● **課題の説明**
以下の本文抜粋に出てくる地名（国名と都市名）を、重複を除いてすべて、登場順に挙げてください。

五輪の体制には、根本的に変えねばならないこともある。
「そもそも、暑くて湿度も高い8月に、東京でオリンピックを開くこと自体が無理難題です。では、なぜ8月に決まったのでしょうか。それは、アメリカの3大ネットワークのひとつ、『NBCテレビ』が放映権を握っているからです。
NBCが1局で、アメリカのオリンピックの放映権を独占的に取得しています。そして、IOC(国際オリンピック委員会)の運営資金の約4割は、NBCの放映権料で成り立っているのです。
さらにアメリカでは、アメリカンフットボールやバスケットボールが人気ですよね。こうした競技が『シーズンオフ』である8月にオリンピックが開かれることは、NBCにとって都合がいいわけです。
IOCも、スポンサーであるNBCの言うことを聞かざるを得ません。8月開催は『アスリート・ファースト』ではなく、『スポンサー・ファースト』で決まったのです。
オリンピックが商業主義化したのは、1984年のロサンゼルス大会からです。その2大会前、1976年に開催されたカナダのモントリオール大会は、今の貨幣価値で約1兆円という莫大な赤字を出してしまいました。

● **一覧**
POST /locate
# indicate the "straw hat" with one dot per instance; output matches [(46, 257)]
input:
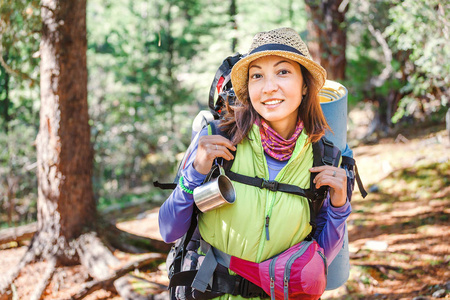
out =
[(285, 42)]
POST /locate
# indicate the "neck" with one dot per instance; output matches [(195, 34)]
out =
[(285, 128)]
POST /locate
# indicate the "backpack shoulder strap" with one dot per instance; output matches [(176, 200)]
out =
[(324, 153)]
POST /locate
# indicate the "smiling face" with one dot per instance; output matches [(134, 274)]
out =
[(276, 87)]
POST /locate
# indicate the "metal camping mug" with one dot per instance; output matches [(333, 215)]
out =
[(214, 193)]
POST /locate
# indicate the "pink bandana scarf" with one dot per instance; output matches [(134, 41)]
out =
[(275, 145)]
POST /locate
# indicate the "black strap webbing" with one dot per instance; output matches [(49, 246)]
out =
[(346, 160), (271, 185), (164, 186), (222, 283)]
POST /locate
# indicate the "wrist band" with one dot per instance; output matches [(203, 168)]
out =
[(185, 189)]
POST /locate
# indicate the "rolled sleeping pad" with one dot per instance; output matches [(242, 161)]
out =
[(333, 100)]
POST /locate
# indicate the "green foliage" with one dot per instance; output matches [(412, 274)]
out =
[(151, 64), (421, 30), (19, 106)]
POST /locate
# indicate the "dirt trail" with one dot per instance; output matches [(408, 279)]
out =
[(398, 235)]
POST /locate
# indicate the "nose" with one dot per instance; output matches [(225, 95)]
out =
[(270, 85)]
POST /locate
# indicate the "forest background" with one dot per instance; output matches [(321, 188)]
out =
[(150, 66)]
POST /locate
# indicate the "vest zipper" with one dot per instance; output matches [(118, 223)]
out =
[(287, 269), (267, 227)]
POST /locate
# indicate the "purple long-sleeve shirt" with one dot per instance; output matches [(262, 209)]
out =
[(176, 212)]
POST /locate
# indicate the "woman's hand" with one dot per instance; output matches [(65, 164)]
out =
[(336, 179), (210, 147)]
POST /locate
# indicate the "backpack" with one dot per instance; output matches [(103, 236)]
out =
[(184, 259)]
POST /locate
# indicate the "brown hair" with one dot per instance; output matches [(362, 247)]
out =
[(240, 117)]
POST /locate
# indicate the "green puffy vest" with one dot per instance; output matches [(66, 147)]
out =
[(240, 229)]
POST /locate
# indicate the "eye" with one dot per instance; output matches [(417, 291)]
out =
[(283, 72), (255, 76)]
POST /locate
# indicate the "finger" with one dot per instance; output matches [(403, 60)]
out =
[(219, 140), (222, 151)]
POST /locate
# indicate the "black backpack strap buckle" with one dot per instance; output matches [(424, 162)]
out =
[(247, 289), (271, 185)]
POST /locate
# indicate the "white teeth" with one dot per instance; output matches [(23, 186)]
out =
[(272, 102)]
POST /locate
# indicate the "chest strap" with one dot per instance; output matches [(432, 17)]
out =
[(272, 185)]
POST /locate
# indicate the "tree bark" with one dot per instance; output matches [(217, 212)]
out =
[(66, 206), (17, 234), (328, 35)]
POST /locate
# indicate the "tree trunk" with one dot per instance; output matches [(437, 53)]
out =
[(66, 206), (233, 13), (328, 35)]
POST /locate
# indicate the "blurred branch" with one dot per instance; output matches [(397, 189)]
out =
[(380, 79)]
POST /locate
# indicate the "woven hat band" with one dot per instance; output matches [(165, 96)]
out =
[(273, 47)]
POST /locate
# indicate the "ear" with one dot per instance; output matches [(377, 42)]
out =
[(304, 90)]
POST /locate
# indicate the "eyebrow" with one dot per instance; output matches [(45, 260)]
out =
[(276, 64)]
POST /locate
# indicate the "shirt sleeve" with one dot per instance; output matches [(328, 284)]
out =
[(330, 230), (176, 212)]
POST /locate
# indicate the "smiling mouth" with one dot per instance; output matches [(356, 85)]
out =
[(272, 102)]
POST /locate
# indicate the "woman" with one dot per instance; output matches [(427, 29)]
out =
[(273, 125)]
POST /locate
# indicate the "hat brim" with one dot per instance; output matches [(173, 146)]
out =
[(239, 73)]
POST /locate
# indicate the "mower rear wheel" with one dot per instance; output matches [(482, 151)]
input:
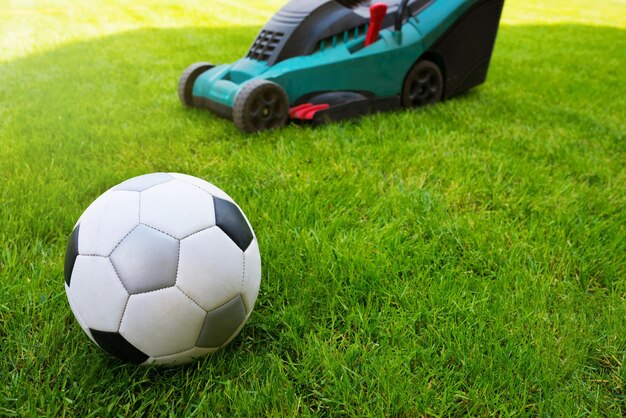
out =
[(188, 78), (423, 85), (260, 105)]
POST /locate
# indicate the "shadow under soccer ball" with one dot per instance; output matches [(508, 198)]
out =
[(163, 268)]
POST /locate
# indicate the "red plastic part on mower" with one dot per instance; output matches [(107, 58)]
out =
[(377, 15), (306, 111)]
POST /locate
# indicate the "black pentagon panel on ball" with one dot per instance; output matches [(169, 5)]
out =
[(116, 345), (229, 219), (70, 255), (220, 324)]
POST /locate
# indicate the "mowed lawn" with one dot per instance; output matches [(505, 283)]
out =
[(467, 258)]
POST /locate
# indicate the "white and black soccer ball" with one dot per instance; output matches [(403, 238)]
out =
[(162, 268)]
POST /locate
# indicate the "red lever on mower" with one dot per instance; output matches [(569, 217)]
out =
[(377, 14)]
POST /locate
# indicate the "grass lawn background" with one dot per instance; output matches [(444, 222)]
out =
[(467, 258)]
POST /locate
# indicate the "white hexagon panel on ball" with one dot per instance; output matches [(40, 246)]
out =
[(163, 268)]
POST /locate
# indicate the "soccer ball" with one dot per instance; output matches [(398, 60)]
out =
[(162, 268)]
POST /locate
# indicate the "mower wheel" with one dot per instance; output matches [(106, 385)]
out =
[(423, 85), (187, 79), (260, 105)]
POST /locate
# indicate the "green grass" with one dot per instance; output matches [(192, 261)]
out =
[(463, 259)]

● **完成した解答**
東京、アメリカ、ロサンゼルス、カナダ、モントリオール